(begin)

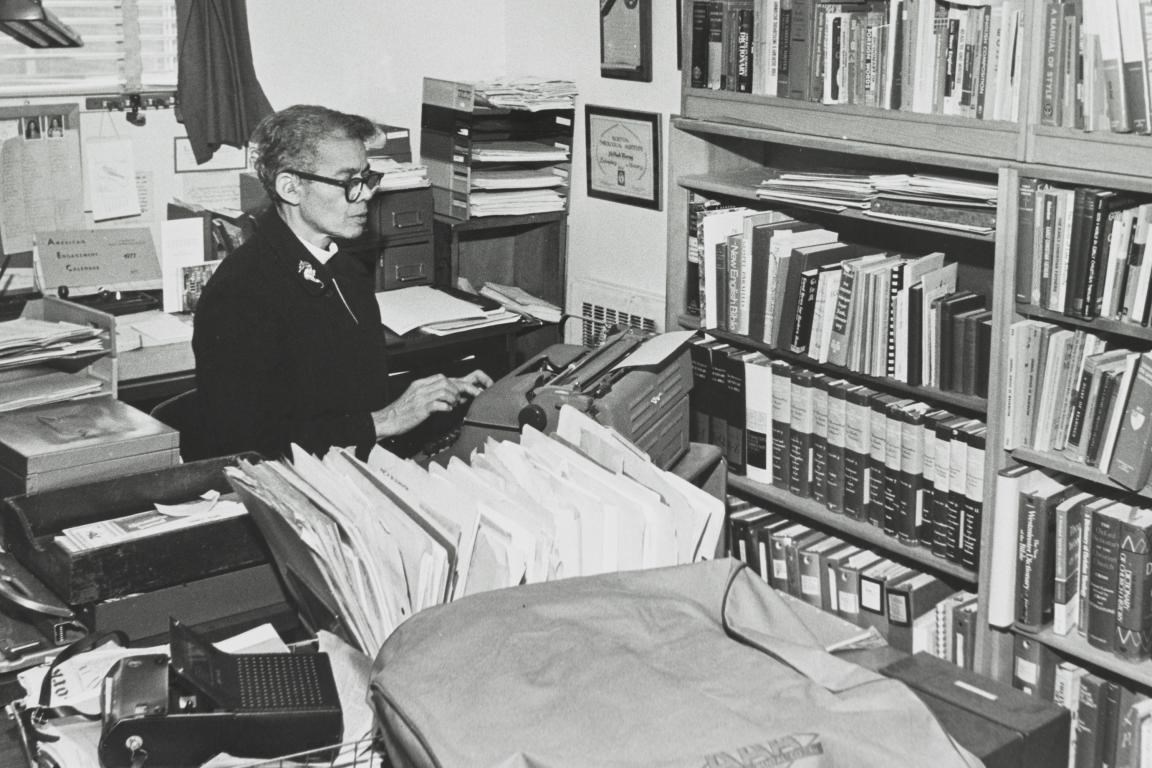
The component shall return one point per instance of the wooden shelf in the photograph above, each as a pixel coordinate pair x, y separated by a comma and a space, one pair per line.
957, 142
1074, 645
1099, 325
742, 185
1075, 469
964, 402
857, 530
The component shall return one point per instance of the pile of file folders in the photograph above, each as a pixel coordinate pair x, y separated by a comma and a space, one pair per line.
364, 545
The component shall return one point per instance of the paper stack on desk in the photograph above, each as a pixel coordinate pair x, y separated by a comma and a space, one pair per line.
436, 311
388, 538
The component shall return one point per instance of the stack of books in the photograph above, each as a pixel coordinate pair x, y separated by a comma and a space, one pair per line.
67, 443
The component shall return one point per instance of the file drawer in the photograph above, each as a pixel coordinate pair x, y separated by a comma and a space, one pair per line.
401, 213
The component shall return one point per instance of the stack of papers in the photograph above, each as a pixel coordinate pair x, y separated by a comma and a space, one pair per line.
530, 93
399, 175
436, 312
520, 301
391, 538
25, 341
509, 204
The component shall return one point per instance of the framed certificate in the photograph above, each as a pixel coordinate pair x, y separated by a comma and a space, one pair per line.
623, 156
626, 39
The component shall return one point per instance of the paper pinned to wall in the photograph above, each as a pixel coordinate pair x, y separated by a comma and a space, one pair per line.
181, 245
38, 189
111, 173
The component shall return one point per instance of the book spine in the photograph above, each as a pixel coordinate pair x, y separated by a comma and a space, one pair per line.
1134, 611
734, 402
699, 47
800, 440
1103, 580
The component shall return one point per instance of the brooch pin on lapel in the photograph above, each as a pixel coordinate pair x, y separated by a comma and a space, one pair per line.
308, 272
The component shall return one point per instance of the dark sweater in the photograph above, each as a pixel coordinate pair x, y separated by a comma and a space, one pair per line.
279, 358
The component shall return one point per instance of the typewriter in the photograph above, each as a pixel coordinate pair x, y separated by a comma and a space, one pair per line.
646, 404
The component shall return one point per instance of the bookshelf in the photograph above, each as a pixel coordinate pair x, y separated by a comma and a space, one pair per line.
722, 142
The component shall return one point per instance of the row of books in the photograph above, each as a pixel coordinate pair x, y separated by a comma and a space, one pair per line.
910, 469
1082, 561
911, 609
919, 55
1111, 722
796, 287
1084, 251
1068, 394
1094, 71
917, 198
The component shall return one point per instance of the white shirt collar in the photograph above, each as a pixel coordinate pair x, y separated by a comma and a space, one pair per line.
320, 253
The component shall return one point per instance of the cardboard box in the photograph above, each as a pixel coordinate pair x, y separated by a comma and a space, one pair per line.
1003, 727
169, 559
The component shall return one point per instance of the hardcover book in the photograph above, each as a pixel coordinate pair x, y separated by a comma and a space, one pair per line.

(end)

### Do this
Write out exactly the lines of the entries above that run from the line containing "of the bookshelf" through the last line, including both.

### Reply to the exercise
The component shall return one point per instance of the bookshelf in the photograph above, each as a pixel coordinate pair x, y separated by a comma and a space, one pair per line.
722, 142
The component shall return one point per instance of the row of books in the photograph above, each as a pixel coordinate pair x, y separated by a comma and a space, one pair per line.
910, 469
1082, 561
911, 609
919, 55
1111, 722
796, 287
1084, 251
1068, 394
1094, 71
917, 198
The component shall return one point per instance of the white shirt collar in the photograph above, each as a pixel coordinate pair x, y separated by a comma and a space, one pair per line.
320, 253
The component shall return one point per instance of the cardboard box in the photograph above, each as a pixel coordinate pair x, y separated by a comma and a space, one pair per line.
1003, 727
169, 559
The component shall return one point per instance of the hardcover book in the photograph above, each as a pixel coordinate pair x, y separated by a comma and a space, one pair per line.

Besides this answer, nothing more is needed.